# Problem description:
Show every line of the records below that contains the word "camera", copying each line in full. Case counts, so match only that exact capitalization.

====== Listed records ======

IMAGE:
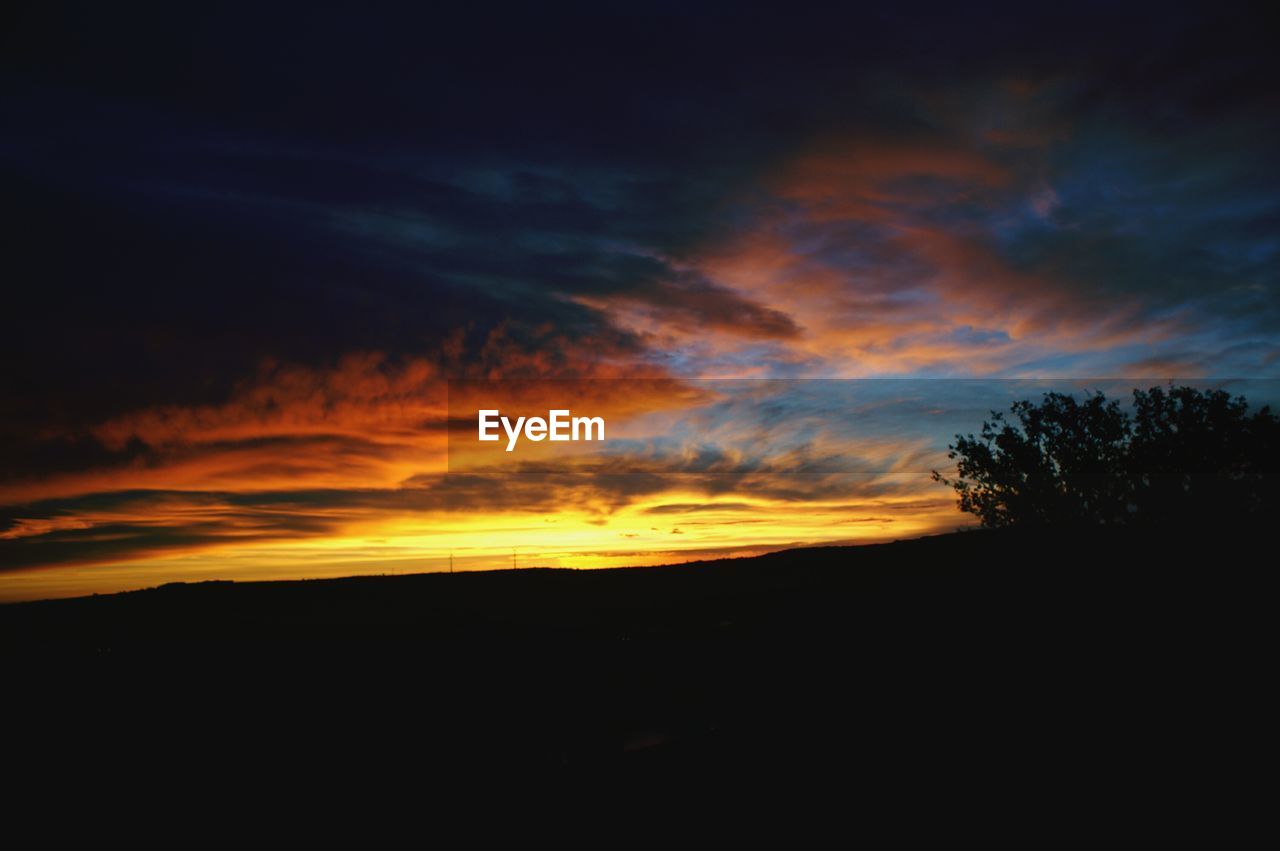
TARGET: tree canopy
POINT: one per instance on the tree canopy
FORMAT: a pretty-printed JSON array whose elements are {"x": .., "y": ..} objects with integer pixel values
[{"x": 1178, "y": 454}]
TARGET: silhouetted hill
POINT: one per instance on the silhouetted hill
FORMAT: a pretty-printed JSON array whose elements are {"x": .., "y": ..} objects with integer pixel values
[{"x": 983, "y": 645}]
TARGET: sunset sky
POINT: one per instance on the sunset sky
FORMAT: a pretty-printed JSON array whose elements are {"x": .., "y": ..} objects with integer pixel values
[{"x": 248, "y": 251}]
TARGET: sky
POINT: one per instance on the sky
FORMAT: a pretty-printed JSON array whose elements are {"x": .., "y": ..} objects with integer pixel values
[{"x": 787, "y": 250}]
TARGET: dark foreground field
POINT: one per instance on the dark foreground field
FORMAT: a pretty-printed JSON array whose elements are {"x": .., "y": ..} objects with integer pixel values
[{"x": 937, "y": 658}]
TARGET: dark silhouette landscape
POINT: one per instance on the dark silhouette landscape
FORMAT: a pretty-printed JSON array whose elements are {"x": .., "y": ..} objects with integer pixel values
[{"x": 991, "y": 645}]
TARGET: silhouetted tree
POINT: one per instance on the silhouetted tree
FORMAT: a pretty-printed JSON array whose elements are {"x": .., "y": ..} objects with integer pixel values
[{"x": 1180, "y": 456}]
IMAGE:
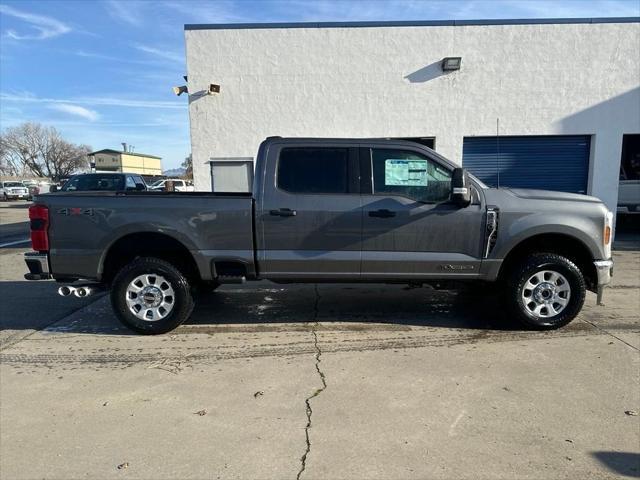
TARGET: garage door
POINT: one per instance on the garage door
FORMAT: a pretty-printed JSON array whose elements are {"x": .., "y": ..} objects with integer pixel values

======
====== Listed records ======

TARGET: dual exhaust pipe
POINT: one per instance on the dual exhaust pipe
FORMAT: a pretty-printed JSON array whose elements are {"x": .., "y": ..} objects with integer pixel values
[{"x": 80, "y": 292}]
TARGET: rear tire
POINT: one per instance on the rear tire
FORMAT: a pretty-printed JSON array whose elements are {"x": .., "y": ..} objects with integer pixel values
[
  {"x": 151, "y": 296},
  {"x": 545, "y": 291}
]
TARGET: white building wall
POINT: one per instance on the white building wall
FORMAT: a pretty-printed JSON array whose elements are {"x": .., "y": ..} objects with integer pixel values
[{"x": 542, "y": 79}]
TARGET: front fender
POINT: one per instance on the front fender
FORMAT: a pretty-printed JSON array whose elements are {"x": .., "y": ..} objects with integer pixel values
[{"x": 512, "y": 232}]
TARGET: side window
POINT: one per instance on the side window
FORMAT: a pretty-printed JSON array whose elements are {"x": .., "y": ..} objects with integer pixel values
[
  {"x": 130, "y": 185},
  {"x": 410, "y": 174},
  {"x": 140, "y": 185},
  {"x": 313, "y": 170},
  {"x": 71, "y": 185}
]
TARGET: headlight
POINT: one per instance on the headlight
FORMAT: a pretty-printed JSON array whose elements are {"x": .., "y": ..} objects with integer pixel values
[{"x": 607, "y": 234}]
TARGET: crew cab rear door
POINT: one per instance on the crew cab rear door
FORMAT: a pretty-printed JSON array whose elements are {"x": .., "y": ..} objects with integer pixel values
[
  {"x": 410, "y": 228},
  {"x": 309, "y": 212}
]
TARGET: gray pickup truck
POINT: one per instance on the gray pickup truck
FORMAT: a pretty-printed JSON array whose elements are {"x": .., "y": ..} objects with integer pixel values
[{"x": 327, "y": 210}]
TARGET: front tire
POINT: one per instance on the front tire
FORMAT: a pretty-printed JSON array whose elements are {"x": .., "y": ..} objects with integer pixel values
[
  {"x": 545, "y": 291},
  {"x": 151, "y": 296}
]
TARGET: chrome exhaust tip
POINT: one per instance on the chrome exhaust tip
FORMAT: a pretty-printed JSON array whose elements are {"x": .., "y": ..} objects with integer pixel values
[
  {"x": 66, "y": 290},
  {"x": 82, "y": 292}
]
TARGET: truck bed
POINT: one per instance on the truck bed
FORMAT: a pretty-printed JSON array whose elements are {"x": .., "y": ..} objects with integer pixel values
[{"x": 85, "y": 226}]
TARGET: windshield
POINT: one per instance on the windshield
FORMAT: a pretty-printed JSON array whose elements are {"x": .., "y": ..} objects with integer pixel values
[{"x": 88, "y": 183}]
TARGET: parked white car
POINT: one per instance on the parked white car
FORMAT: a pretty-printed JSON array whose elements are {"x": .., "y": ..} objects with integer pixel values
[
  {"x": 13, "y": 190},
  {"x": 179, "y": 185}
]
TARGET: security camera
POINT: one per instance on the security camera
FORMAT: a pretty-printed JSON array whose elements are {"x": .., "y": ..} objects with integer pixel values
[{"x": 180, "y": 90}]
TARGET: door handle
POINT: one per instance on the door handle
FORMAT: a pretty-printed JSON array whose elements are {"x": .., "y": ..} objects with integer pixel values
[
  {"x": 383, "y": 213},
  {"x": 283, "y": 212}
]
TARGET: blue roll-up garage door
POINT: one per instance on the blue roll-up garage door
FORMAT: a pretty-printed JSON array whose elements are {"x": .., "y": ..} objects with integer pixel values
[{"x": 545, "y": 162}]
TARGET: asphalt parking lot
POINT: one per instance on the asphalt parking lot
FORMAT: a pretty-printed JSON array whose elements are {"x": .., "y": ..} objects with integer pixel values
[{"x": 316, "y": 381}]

======

# Task result:
TARGET: security camera
POINT: one per instance on the security camera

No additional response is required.